Excerpts from a point labeling dataset:
------------------------
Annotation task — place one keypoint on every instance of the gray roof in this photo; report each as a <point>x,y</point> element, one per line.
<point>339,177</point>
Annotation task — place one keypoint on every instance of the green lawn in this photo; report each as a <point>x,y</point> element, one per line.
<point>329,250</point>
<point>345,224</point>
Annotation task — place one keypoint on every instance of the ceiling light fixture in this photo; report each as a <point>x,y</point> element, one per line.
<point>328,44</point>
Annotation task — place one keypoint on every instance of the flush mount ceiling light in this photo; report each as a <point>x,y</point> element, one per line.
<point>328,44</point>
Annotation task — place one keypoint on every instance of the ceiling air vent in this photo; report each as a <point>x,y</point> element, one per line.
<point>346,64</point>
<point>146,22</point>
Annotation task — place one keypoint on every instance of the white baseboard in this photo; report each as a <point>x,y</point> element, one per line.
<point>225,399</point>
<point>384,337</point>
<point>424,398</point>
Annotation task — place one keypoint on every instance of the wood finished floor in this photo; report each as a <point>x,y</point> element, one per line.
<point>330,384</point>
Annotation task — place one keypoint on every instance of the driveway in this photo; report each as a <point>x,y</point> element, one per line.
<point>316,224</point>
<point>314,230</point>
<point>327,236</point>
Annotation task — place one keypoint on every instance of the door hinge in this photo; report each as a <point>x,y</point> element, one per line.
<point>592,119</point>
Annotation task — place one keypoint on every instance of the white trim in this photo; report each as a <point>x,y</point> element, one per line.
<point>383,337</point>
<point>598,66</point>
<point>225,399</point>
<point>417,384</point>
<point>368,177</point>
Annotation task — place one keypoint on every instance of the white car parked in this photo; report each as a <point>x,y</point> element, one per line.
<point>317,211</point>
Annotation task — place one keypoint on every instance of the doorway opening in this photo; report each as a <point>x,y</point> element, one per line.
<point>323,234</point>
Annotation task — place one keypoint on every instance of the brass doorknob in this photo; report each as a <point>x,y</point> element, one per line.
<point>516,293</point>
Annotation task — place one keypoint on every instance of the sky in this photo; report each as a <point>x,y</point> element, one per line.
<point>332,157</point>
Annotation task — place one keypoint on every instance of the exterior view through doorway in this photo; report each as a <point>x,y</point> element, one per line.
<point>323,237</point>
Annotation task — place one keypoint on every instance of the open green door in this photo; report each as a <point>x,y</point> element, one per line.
------------------------
» **EXERCISE BRIEF**:
Can you copy out, word for word, the items from the line containing "of the exterior" through the end of the items, including both of those ends?

» **REPLY**:
Annotation task — place one keypoint on every instance of the exterior view through doorway in this photo; report each as a <point>x,y</point> element, one per line.
<point>323,237</point>
Annotation task — place one keypoint on every instance of the open green door in this photo; report each as a <point>x,y</point> element, one per line.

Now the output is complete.